_Stated problem_
Please copy out the material below, substituting "place a single mark" for each occurrence of "put a single dot" and keeping every other word unchanged.

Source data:
· · ·

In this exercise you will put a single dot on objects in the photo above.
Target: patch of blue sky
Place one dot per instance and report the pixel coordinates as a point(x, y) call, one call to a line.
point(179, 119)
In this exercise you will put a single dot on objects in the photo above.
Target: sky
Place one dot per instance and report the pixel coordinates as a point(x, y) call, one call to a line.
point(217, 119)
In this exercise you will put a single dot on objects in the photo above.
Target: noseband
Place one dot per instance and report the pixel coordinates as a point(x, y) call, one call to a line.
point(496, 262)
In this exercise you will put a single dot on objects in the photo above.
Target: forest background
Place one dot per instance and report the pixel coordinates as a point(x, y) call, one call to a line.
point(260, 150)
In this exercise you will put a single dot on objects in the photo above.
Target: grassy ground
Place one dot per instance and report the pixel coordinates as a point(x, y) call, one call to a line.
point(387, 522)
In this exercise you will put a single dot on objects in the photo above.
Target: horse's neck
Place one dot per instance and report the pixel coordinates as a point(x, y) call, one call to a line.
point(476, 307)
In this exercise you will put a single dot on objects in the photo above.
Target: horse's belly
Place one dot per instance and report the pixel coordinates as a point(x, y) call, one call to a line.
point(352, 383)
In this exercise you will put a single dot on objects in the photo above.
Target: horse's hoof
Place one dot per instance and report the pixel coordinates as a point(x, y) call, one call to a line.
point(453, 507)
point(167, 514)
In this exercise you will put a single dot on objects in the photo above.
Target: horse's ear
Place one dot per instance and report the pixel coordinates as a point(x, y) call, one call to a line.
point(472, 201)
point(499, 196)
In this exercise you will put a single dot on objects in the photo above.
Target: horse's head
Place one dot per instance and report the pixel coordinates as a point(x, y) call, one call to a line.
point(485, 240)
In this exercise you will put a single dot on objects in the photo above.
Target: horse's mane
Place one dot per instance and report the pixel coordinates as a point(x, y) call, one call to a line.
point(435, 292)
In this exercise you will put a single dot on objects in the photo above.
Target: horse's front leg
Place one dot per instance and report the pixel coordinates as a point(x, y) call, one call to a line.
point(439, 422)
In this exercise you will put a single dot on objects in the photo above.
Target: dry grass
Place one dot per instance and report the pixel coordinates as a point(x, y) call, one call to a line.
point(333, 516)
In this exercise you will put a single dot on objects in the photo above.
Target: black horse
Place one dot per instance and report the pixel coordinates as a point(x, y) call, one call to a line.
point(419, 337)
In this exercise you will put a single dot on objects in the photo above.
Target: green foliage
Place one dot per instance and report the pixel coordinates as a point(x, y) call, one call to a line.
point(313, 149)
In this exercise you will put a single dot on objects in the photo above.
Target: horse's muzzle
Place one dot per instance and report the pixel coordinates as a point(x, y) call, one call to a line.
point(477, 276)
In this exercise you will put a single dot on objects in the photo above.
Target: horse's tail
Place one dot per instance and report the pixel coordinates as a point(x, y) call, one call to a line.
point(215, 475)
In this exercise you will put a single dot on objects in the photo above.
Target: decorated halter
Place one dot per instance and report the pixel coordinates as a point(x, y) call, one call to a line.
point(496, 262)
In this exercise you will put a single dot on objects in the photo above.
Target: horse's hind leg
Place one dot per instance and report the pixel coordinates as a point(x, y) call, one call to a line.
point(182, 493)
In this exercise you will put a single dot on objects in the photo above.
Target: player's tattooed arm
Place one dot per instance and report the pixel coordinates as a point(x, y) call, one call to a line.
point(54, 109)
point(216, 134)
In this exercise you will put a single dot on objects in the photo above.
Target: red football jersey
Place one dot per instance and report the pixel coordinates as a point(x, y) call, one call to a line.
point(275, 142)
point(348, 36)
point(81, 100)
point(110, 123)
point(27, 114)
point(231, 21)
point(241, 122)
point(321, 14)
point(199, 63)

· · ·

_Final result_
In this exercise you will place a single mark on objects in the photo above.
Target: patch of blue sky
Place one dot per instance and report the pixel coordinates as a point(x, y) call, one call to a line.
point(179, 119)
In this exercise you will place a single mark on objects in the photo above.
Target: sky
Place one dot per instance and report the pixel coordinates as a point(x, y) call, one call to a line.
point(217, 119)
In this exercise you will place a single mark on objects in the photo above.
Target: noseband
Place one dot per instance and report the pixel coordinates as a point(x, y) call, one call to a line.
point(496, 262)
In this exercise you will place a single mark on objects in the photo above.
Target: forest background
Place one dot per instance and report the pixel coordinates as a point(x, y) call, one call to a line.
point(260, 150)
In this exercise you will place a single mark on objects in the photo above.
Target: grassy ground
Place one dot per instance and report the pixel coordinates as a point(x, y) call, one call to a line.
point(387, 522)
In this exercise you will place a single mark on objects in the photo above.
Target: horse's neck
Place one dot per instance and report the pixel coordinates as a point(x, y) call, one call to a line.
point(476, 307)
In this exercise you will place a single mark on objects in the photo above.
Target: horse's belly
Place one dot per instance and report the pixel coordinates as a point(x, y) call, one call to a line.
point(352, 383)
In this exercise you will place a single mark on objects in the photo above.
Target: horse's hoof
Place one dot per instance and report the pixel coordinates as a point(x, y) call, one call to a line.
point(453, 507)
point(167, 514)
In this exercise you will place a single mark on objects in the photo above.
Target: horse's ear
Place one dot per instance and report the pixel coordinates as a point(x, y) call, one call to a line.
point(472, 201)
point(499, 196)
In this exercise you will place a single mark on objects in the photo above.
Target: horse's head
Place one dot per instance and report the pixel coordinates as a point(x, y) call, one call to a line.
point(485, 240)
In this exercise you will place a single mark on objects in the photo above.
Target: horse's mane
Place one dot per instance and report the pixel coordinates as a point(x, y) call, one call to a line.
point(435, 292)
In this exercise you will place a single mark on objects in the photo above.
Target: horse's front leg
Place one dot per instance and report the pixel coordinates as a point(x, y) call, one call to a line.
point(439, 422)
In this exercise you will place a single mark on objects in the photo above.
Target: dry grass
Place one dot per instance and report the pixel coordinates as a point(x, y) call, one call to a line.
point(333, 516)
In this exercise you will place a single mark on objects in the photo above.
Target: black horse
Place one dot per instance and report the pixel coordinates as a point(x, y) call, one call to a line.
point(419, 337)
In this exercise you will place a single mark on objects in the photo above.
Target: green foliage
Place one dot per instance and report the pixel coordinates as a point(x, y) call, one call to a line.
point(313, 149)
In this exercise you will place a single mark on objects in the photo above.
Target: horse's muzzle
Place one dot per instance and report the pixel coordinates as a point(x, y) call, one call to a line.
point(477, 276)
In this exercise you will place a single mark on objects in the photo above.
Target: horse's tail
Place one dot per instance and report the pixel coordinates as a point(x, y) call, one call to a line.
point(215, 475)
In this exercise you will place a single mark on objects in the photo above.
Target: decorated halter
Place one dot per instance and report the pixel coordinates as a point(x, y) call, one call to a line.
point(496, 262)
In this exercise you will place a single mark on objects in the photo above.
Target: horse's hind leg
Place one dot per instance and report the pixel coordinates as a point(x, y) call, one call to a line.
point(182, 493)
In this exercise you will place a single mark on objects in the photo above.
Target: player's tattooed arm
Place one dot per instance and report the pixel coordinates as a point(x, y) call, one call to a line.
point(54, 109)
point(216, 134)
In this exercise you will place a single mark on objects in the photo above.
Target: red football jersey
Place one dot per instance and report the pixel coordinates as a point(x, y) call, one call to a line.
point(275, 142)
point(348, 36)
point(81, 100)
point(110, 123)
point(27, 114)
point(231, 21)
point(241, 122)
point(321, 14)
point(199, 63)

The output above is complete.